◆ **TO BE DONE**
Please give the entries from the start up to and including the line with "[(138, 994)]" as a two-column CSV headed text and answer, one row per entry. Put each field in quotation marks and turn any line breaks into spaces.

── SUPPLIED RECORDS ──

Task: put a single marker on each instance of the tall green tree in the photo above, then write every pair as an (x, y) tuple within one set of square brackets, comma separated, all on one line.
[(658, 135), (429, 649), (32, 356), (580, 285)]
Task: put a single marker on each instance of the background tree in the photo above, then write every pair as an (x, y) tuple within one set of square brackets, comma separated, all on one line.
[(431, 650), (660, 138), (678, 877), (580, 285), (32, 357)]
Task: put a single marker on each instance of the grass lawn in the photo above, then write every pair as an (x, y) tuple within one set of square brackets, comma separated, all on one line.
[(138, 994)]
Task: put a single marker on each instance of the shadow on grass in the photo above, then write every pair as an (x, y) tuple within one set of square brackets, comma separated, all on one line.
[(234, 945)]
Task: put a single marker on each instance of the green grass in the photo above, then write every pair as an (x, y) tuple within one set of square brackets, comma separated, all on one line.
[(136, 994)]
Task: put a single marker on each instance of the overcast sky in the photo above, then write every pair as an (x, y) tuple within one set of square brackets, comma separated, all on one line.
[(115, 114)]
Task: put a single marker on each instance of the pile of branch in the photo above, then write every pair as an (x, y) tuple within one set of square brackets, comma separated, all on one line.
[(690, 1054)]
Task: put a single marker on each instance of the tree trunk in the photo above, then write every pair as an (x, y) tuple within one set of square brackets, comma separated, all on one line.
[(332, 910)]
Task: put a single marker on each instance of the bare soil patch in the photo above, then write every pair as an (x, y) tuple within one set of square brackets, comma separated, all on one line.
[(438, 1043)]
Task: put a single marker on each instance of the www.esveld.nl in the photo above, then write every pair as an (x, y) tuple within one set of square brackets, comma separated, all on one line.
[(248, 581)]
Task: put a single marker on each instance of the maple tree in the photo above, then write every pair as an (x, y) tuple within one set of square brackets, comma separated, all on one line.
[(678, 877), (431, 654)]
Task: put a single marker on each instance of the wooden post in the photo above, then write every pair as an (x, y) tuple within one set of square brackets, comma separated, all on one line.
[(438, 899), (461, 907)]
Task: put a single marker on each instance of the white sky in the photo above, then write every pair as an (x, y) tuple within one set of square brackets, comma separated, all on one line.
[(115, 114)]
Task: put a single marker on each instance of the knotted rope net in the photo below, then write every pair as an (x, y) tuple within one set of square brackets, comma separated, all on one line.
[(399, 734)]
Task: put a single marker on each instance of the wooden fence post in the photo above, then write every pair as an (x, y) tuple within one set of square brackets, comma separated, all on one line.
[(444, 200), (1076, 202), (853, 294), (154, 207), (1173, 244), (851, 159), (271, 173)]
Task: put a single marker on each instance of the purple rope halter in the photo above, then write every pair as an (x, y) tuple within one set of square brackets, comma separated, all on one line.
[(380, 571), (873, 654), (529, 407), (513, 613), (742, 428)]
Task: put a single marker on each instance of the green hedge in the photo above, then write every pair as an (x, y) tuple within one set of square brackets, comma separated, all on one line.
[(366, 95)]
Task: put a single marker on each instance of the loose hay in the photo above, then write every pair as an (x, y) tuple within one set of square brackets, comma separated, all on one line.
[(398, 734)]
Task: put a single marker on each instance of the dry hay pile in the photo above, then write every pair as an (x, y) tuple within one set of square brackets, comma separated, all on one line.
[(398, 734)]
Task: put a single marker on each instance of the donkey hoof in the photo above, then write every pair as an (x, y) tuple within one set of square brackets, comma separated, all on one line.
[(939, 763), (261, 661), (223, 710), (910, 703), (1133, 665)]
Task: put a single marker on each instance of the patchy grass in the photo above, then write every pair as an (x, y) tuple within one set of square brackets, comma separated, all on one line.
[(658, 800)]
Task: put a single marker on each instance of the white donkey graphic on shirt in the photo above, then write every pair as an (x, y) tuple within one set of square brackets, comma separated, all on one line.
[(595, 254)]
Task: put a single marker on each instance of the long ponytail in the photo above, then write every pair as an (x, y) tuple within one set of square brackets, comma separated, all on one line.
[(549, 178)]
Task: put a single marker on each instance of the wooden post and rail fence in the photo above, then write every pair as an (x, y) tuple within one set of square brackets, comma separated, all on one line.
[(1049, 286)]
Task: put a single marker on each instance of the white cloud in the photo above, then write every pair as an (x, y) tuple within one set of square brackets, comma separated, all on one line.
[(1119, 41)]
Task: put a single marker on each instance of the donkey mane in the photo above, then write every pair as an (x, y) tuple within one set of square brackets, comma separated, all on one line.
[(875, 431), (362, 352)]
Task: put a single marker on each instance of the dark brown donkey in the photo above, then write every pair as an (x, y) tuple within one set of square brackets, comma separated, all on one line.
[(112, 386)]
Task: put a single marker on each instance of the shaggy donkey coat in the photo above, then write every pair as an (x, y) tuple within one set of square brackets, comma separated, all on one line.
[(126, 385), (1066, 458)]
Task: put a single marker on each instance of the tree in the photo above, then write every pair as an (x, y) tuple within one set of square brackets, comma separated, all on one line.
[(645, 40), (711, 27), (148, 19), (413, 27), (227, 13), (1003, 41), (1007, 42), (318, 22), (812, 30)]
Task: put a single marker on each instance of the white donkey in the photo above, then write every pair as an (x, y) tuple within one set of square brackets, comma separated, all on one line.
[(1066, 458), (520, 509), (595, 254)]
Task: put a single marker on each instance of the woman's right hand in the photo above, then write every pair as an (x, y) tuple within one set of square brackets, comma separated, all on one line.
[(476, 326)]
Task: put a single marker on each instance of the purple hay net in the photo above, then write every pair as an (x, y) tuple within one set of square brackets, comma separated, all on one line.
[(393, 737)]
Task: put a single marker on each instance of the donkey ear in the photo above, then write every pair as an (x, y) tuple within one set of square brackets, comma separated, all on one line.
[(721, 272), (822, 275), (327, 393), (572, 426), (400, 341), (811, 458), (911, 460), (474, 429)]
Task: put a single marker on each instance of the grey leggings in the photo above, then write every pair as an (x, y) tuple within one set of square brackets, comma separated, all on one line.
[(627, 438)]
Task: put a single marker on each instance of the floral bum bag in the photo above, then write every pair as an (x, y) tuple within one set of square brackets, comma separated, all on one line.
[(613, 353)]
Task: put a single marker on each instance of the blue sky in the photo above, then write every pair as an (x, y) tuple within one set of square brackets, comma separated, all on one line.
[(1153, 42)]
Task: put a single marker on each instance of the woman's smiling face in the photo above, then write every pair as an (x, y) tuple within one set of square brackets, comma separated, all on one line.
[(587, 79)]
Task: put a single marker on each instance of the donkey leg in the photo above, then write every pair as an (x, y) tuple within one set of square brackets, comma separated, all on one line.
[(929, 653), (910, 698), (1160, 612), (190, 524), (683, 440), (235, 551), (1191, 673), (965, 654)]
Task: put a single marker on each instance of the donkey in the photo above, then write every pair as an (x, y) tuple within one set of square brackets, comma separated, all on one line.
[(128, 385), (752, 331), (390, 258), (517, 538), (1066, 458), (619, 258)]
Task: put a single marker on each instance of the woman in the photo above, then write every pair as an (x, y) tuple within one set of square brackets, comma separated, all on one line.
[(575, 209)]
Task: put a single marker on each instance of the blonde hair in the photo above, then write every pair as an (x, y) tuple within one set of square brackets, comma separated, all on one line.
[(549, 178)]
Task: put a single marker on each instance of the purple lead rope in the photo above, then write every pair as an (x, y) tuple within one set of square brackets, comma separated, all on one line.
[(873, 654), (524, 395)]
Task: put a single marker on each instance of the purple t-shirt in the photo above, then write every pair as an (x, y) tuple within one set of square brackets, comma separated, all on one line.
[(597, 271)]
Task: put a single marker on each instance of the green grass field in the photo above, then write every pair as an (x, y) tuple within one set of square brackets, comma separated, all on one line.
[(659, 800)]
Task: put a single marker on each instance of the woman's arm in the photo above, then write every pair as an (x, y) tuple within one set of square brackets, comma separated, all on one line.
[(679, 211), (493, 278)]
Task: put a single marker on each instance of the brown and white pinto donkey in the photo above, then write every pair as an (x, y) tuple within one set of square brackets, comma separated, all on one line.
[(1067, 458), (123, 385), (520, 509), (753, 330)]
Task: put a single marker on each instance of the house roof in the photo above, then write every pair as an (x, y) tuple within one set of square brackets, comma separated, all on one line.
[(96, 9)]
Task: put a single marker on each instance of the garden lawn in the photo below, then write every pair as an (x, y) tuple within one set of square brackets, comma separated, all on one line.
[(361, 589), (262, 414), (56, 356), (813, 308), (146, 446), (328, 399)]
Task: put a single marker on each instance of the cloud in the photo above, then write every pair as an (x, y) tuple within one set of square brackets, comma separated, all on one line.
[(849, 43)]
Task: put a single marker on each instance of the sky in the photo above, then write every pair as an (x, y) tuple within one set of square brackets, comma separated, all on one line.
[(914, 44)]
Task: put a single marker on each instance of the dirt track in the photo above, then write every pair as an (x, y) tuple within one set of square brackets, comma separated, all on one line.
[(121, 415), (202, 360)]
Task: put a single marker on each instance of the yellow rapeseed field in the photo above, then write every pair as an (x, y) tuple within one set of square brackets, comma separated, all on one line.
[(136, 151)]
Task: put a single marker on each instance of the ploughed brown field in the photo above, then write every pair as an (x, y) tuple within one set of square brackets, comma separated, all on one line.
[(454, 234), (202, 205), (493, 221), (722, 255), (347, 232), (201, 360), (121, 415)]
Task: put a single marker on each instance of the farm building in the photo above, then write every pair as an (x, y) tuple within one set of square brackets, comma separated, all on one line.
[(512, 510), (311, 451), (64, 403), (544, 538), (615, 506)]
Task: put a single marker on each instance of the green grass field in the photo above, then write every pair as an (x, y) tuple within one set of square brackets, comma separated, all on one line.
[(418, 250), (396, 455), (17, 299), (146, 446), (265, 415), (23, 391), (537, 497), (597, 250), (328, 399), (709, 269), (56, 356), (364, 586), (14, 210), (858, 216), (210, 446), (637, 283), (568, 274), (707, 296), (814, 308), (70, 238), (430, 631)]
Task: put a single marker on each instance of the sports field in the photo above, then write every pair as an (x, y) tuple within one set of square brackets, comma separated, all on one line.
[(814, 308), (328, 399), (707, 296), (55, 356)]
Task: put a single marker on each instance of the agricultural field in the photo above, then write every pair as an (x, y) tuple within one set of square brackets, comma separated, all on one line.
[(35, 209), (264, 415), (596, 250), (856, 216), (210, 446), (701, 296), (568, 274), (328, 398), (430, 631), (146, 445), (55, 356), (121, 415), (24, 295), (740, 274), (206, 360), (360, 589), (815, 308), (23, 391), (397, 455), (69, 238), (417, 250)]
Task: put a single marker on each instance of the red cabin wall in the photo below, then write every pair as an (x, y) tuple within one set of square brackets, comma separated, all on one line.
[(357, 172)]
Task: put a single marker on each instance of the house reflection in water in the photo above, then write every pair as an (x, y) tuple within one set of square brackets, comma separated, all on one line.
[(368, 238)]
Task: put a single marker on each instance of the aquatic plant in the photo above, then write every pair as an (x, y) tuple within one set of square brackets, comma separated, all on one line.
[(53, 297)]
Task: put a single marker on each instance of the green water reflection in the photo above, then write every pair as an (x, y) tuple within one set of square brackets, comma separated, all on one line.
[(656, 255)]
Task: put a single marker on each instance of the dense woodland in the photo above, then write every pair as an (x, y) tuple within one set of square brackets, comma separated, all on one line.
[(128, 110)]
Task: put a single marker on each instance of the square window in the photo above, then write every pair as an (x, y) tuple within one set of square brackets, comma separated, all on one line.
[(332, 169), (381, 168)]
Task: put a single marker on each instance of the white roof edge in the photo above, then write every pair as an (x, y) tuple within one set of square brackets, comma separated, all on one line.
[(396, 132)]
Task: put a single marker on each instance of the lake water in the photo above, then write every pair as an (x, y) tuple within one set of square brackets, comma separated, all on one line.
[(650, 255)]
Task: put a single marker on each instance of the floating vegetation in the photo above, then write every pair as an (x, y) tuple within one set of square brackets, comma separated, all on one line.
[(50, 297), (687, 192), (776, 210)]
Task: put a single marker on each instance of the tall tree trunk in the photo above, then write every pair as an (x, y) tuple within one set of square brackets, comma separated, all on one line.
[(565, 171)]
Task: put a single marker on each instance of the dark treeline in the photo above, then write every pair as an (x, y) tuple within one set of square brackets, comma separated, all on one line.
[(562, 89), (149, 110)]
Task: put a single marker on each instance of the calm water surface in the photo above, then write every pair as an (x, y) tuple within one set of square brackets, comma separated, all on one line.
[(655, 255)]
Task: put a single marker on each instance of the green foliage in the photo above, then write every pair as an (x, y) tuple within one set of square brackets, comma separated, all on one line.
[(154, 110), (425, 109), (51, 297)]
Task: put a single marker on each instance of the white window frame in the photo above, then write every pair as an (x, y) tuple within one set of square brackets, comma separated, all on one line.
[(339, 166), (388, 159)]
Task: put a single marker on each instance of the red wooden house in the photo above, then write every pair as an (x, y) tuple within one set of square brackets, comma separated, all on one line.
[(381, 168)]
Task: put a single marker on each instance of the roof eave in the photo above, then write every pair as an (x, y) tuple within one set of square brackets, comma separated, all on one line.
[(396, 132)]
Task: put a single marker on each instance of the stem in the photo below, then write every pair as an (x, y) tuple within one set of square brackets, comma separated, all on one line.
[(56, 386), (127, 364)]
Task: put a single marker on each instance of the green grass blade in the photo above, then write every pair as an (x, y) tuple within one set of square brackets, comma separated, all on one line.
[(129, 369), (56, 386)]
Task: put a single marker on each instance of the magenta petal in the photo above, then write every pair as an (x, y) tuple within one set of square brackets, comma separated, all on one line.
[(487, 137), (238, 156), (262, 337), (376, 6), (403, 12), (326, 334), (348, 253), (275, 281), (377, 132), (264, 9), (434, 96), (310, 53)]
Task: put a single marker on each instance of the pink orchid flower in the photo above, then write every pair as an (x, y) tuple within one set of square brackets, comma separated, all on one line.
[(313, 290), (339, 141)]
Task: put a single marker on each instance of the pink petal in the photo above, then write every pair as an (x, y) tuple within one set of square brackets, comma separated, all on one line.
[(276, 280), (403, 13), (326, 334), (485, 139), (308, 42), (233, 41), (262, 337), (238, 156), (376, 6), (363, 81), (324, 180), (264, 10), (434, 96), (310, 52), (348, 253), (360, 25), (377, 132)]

───

◆ **SOLVED PROBLEM**
text,answer
"Task: put a single marker on each instance of the tall green tree in the photo above, then write every pair as an (x, y) tuple within one set of square brackets, comma separated, all on one line.","[(658, 135), (429, 649), (32, 356), (580, 285)]"
"Task: put a single marker on each instance of the background tree in the photo above, then write every pair as an (x, y) tuple within one set of square brackets, comma separated, all on one line.","[(431, 650), (660, 138), (678, 877), (580, 285), (32, 357)]"
"Task: put a single marker on each instance of the grass lawn in the photo above, then write every pair as an (x, y) tuple within one set of square brackets, comma separated, all on one line.","[(138, 994)]"